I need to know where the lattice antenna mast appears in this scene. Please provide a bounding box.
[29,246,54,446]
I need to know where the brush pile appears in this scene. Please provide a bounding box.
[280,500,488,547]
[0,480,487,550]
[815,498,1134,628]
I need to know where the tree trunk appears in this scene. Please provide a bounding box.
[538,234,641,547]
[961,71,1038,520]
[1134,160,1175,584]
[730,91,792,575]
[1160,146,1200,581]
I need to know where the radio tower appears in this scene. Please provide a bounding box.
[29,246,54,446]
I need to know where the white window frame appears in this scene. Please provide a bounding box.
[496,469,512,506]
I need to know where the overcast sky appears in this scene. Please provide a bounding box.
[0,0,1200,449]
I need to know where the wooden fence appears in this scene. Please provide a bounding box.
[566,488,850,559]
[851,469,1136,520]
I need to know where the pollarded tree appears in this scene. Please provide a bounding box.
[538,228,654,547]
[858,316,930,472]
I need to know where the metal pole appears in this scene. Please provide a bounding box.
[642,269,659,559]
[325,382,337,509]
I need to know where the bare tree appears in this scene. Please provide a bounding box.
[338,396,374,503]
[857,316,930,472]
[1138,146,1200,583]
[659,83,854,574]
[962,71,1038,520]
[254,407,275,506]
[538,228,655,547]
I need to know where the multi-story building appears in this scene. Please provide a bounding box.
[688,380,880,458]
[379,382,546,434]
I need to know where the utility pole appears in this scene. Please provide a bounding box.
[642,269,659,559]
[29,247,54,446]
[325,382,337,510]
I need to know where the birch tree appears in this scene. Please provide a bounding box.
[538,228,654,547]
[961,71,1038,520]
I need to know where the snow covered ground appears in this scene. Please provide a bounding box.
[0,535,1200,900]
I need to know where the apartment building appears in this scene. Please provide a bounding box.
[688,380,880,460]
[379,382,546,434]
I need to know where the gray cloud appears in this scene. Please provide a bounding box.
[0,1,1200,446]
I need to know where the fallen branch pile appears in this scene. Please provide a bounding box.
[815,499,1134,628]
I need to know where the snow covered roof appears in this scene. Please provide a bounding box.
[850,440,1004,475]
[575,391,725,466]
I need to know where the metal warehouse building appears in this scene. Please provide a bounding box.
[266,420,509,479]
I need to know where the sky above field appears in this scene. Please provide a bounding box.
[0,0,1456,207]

★ ★ ★

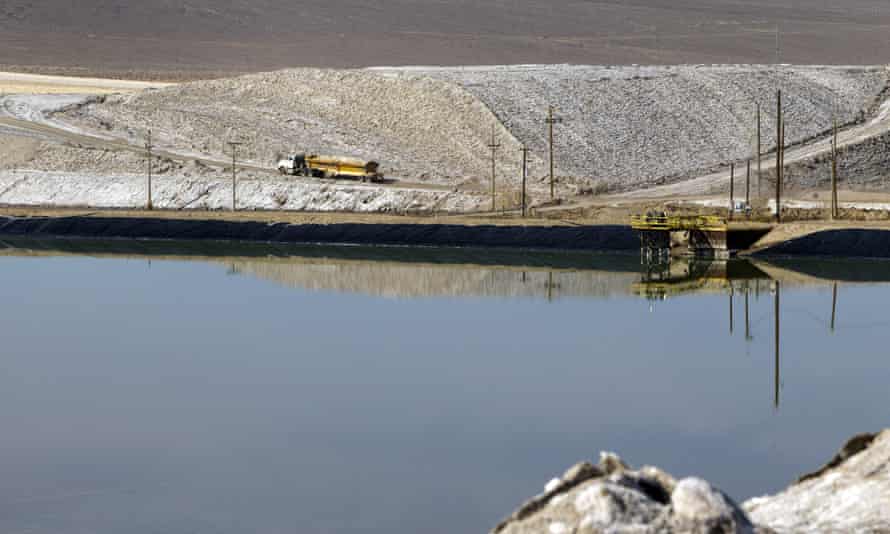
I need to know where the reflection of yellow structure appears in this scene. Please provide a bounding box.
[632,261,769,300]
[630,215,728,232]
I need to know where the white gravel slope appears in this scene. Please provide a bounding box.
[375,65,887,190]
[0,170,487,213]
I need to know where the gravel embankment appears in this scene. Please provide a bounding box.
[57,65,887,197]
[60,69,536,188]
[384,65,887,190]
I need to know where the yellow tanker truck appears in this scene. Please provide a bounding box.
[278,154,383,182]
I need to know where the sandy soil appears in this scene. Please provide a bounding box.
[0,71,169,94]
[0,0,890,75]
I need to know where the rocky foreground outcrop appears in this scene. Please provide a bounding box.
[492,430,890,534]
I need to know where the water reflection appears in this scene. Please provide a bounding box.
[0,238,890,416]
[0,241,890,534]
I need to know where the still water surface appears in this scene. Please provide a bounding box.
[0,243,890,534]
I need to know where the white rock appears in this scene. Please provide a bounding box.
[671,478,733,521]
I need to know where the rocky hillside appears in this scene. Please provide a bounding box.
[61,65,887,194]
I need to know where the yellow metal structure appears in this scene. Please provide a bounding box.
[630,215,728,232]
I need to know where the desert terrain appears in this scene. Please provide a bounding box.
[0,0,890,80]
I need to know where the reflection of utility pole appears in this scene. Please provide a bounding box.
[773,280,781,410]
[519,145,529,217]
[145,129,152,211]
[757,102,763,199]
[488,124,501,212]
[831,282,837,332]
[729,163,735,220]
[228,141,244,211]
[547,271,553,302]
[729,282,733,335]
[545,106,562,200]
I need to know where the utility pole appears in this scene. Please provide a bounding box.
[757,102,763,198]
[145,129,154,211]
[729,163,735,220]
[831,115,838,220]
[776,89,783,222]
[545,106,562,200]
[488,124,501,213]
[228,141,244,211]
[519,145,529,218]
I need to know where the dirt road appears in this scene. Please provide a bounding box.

★ ★ ★

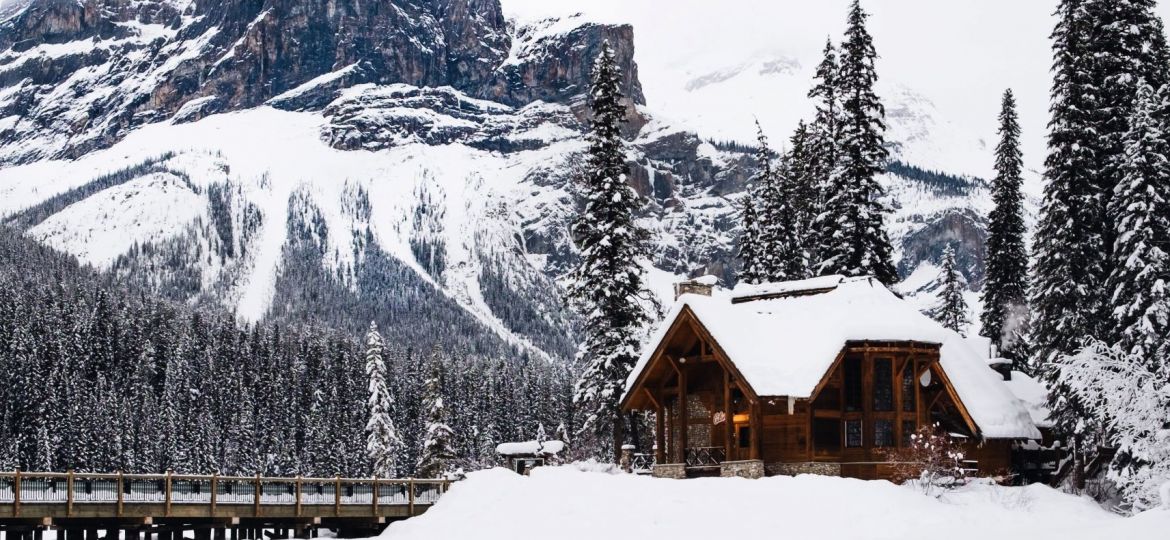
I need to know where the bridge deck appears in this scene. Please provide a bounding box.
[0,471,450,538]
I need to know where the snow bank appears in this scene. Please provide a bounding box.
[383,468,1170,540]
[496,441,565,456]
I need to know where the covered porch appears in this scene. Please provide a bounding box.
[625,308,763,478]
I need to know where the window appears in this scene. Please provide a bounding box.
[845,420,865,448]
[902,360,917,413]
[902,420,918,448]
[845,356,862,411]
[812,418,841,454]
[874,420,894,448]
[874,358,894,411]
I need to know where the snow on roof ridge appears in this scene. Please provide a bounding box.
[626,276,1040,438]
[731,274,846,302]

★ ★ ★

Task: Set down word for word the lines of the listing that begin with the line containing "I need to know where the lattice" and continue through the line containing "[325,382,337,509]", including both of those lines.

Answer in full:
I need to know where the lattice antenna mast appears in this scene. Please provide a bounding box.
[29,246,54,446]
I need to know where the brush pile appears in this scene. Please provide a bounding box.
[280,500,488,547]
[0,480,487,550]
[815,498,1134,628]
I need to know where the tree trunk appears in this scene. Please provide a bounding box.
[538,234,641,547]
[961,71,1038,520]
[1134,160,1175,584]
[730,91,792,575]
[1160,146,1200,581]
I need to know where the radio tower appears in this scene. Please provide a bounding box.
[29,246,54,446]
I need to know where the white window frame appears in this scene. Please provide a bounding box.
[496,469,512,506]
I need to know where the overcast sky appears in this scene. Please provide a bounding box.
[0,0,1200,449]
I need to know where the wooden fence appears in this scene. Please provide a bounding box.
[566,488,850,559]
[851,469,1136,520]
I need to know where the pollarded tree appears in this scene. Please provide a bounding box.
[538,228,654,547]
[858,316,930,472]
I need to know where the metal pole appears in this scene. Please provide a bounding box.
[642,269,659,559]
[325,382,337,509]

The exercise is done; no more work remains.